-- START MATERIAL --

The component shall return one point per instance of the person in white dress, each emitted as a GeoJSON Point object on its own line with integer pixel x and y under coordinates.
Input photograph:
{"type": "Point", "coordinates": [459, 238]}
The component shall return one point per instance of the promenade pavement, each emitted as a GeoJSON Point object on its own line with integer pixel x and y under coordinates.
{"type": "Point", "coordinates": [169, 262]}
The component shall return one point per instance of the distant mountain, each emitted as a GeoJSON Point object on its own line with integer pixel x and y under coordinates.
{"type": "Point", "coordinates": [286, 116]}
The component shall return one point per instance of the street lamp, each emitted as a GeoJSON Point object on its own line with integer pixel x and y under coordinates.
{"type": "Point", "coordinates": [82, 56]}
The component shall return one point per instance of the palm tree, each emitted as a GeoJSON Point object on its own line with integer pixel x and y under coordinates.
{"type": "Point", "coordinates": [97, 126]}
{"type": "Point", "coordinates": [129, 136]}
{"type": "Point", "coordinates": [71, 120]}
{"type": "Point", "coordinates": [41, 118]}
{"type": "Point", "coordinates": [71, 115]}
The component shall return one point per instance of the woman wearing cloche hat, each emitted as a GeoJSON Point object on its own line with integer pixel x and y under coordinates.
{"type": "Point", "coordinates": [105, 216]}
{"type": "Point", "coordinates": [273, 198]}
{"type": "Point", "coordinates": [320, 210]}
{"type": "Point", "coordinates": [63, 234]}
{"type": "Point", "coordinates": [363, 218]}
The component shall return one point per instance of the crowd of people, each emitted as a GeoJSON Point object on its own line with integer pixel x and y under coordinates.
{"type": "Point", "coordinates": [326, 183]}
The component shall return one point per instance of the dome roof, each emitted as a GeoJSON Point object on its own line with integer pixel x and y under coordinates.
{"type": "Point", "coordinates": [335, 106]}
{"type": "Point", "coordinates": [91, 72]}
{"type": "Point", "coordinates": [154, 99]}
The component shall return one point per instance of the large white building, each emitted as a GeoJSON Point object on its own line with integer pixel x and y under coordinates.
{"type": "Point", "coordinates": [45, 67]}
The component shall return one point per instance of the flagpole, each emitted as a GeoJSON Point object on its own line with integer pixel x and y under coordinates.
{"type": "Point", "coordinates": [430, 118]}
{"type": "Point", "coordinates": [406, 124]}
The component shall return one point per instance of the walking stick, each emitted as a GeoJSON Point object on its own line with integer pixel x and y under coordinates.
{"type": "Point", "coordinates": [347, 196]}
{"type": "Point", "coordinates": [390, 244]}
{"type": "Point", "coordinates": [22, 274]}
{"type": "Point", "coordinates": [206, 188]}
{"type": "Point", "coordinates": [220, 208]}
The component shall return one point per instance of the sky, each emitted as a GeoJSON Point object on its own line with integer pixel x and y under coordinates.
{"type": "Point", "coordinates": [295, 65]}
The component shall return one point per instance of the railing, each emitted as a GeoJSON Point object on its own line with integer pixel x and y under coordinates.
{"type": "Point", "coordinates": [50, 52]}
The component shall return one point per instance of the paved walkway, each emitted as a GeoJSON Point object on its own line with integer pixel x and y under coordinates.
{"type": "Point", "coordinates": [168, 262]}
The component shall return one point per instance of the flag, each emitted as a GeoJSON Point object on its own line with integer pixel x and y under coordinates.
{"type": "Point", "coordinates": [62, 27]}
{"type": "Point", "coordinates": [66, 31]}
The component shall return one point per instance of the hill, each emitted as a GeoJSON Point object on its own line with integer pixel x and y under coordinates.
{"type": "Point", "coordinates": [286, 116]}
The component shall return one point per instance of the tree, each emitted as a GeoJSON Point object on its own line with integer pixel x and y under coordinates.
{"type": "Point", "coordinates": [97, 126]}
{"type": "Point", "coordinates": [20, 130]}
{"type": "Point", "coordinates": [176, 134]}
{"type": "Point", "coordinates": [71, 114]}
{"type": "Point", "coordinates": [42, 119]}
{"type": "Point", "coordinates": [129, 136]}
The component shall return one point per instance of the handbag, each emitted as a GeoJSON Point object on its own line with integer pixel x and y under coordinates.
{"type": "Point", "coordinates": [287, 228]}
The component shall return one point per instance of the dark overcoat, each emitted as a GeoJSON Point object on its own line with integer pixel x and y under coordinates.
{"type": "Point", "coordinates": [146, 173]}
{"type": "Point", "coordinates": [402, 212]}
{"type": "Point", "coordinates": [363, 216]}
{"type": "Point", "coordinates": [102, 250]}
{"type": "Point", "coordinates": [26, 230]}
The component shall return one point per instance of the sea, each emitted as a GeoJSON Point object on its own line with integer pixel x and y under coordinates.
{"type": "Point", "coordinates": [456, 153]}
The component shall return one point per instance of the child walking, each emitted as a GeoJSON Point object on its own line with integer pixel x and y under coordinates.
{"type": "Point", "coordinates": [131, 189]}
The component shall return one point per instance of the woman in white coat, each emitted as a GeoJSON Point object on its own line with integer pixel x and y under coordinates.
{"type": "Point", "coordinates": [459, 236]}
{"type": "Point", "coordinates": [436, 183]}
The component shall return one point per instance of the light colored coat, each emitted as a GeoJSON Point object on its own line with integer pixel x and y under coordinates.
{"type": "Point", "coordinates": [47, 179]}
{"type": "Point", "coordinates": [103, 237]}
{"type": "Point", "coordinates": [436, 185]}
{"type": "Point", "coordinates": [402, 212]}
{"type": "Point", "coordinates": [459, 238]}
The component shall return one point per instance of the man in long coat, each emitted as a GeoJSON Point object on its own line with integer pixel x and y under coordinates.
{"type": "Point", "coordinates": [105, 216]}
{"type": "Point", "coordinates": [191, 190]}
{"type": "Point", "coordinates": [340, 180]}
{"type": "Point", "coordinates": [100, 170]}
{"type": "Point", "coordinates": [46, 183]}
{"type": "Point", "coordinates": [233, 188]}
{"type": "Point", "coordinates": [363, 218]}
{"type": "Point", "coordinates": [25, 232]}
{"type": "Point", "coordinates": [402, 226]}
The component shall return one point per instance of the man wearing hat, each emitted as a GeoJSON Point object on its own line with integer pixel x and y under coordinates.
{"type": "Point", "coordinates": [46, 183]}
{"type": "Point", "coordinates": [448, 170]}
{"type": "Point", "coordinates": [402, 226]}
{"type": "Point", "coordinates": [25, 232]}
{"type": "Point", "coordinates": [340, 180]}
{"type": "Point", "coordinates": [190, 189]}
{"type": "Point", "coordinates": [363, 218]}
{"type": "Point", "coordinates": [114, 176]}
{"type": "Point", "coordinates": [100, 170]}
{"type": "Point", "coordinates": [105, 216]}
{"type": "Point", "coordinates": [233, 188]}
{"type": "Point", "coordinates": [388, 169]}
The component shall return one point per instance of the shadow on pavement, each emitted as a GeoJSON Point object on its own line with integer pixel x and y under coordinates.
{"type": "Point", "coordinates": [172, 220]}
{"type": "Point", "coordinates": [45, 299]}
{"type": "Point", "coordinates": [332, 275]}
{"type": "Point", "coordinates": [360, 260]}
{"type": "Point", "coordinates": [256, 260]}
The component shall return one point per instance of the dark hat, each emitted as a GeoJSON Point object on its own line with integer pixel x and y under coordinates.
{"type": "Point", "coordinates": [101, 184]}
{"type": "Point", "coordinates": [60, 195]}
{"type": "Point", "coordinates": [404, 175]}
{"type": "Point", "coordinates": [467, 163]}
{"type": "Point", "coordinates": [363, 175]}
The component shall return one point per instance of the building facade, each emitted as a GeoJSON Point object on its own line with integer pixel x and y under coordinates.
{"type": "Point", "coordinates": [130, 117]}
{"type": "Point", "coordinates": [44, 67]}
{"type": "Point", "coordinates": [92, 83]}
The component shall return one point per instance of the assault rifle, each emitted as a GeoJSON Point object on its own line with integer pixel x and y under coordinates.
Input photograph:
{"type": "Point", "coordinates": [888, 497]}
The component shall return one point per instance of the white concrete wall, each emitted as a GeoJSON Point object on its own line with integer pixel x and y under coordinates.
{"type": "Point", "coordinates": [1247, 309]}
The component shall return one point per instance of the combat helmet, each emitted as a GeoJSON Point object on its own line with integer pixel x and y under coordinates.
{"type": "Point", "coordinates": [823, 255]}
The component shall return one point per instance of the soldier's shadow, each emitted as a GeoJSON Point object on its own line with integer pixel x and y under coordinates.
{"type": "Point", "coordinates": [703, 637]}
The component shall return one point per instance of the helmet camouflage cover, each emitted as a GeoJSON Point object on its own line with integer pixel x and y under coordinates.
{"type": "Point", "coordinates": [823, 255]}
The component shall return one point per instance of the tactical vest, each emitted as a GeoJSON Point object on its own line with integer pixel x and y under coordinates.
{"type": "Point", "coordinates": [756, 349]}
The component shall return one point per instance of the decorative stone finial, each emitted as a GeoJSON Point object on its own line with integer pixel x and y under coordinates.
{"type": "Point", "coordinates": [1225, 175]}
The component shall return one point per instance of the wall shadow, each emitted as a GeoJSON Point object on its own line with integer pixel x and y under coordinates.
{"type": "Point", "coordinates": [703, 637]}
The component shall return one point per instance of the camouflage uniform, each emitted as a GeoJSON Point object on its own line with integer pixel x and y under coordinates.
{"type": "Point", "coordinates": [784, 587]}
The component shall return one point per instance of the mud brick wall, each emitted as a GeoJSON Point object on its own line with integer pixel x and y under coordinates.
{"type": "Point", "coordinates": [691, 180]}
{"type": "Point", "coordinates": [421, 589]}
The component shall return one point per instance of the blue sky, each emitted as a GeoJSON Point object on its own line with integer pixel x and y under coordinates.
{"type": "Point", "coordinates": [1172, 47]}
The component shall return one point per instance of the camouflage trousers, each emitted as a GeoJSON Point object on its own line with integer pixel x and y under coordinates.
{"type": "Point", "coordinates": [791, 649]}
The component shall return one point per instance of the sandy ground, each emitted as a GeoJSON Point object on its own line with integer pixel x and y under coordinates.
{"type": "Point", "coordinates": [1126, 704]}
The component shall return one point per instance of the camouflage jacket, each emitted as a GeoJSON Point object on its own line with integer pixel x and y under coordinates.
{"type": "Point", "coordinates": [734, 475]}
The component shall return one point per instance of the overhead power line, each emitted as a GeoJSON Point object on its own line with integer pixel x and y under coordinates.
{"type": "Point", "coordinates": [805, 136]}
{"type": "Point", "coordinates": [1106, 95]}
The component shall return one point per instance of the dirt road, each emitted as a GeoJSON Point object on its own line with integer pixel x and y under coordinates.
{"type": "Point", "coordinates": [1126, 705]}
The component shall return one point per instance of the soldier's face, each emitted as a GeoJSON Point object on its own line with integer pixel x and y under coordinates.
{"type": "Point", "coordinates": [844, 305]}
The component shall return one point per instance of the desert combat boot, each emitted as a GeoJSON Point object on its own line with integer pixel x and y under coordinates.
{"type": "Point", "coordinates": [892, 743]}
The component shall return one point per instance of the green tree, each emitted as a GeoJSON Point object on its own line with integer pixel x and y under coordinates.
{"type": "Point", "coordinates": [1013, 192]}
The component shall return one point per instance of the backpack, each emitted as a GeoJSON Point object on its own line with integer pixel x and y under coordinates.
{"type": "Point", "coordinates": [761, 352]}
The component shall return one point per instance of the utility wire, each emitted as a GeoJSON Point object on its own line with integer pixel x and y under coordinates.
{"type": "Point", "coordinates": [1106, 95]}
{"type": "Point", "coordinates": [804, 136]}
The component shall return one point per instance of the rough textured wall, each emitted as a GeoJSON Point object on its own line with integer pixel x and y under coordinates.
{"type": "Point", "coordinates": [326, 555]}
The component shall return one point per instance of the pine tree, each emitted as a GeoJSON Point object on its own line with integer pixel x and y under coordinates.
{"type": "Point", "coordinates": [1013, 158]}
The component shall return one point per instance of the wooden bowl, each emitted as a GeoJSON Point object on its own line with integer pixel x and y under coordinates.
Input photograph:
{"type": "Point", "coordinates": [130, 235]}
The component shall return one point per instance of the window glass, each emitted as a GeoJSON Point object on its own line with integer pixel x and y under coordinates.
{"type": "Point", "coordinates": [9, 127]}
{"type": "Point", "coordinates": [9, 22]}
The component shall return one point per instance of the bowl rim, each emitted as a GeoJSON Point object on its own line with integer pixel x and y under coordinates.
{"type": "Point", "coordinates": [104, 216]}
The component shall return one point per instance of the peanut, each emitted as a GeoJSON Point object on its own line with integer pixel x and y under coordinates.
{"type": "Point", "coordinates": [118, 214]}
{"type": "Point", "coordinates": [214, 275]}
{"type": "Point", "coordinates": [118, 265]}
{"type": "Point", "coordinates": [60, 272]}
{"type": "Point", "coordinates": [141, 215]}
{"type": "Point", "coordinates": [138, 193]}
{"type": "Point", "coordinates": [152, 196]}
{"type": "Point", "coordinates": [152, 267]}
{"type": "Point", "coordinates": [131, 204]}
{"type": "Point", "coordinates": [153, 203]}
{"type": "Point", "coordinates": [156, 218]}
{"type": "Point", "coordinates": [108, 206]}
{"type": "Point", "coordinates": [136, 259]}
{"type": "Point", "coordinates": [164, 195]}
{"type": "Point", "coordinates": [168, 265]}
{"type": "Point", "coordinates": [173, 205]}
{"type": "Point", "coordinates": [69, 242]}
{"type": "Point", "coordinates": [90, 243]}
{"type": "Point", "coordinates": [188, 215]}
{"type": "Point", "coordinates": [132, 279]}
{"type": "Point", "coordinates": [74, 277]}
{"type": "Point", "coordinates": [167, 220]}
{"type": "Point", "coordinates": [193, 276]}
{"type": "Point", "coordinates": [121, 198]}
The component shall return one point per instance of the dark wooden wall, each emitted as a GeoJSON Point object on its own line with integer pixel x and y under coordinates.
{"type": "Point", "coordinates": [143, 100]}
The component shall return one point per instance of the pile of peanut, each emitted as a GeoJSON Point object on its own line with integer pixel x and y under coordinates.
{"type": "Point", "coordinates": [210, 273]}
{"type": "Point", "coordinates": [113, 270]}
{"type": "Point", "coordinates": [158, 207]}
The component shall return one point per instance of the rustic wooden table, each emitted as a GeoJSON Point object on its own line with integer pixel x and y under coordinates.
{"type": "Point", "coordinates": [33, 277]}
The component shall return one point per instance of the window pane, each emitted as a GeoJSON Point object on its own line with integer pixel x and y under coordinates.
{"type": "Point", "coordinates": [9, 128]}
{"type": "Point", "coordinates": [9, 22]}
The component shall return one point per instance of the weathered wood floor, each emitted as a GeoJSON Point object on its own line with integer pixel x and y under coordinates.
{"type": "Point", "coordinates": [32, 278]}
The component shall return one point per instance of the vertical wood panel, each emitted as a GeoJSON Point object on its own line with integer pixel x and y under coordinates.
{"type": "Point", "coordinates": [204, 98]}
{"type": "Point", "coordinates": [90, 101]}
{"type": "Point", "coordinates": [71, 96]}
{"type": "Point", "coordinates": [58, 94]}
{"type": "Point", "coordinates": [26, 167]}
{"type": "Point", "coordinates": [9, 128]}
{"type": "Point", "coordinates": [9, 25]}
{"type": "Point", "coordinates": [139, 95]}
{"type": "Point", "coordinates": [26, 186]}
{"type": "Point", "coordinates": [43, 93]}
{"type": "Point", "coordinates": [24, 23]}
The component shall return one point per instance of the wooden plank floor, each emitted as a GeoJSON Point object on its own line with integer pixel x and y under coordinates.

-- END MATERIAL --

• [WHAT THE TASK REQUIRES]
Return exactly the lines of the data, and only those, from the line with "The component shall return one point per instance of the rustic" through the last line, inclusive.

• [OUTPUT FOR THIS EXERCISE]
The component shall return one point per instance of the rustic wooden table, each emitted as a GeoJSON Point object on its own line with integer pixel x and y under coordinates.
{"type": "Point", "coordinates": [33, 277]}
The component shall return one point per instance of the window pane, each emitted as a GeoJSON Point object on its own line with integer pixel x and y under coordinates.
{"type": "Point", "coordinates": [9, 128]}
{"type": "Point", "coordinates": [9, 22]}
The component shall return one point per instance of the weathered wood floor, each emitted as a GeoJSON Point object on its own line with integer pixel x and y under coordinates.
{"type": "Point", "coordinates": [32, 278]}
The component shall return one point per instance of the vertical wood panel, each emitted as a GeoJSON Point object on its own line with integer pixel x and y under coordinates.
{"type": "Point", "coordinates": [204, 98]}
{"type": "Point", "coordinates": [90, 101]}
{"type": "Point", "coordinates": [71, 96]}
{"type": "Point", "coordinates": [58, 94]}
{"type": "Point", "coordinates": [26, 167]}
{"type": "Point", "coordinates": [9, 128]}
{"type": "Point", "coordinates": [9, 25]}
{"type": "Point", "coordinates": [139, 95]}
{"type": "Point", "coordinates": [26, 186]}
{"type": "Point", "coordinates": [43, 93]}
{"type": "Point", "coordinates": [24, 23]}
The component shall return one point per instance of the wooden plank floor, each emitted as a GeoJSON Point object on its own line with integer pixel x and y under coordinates.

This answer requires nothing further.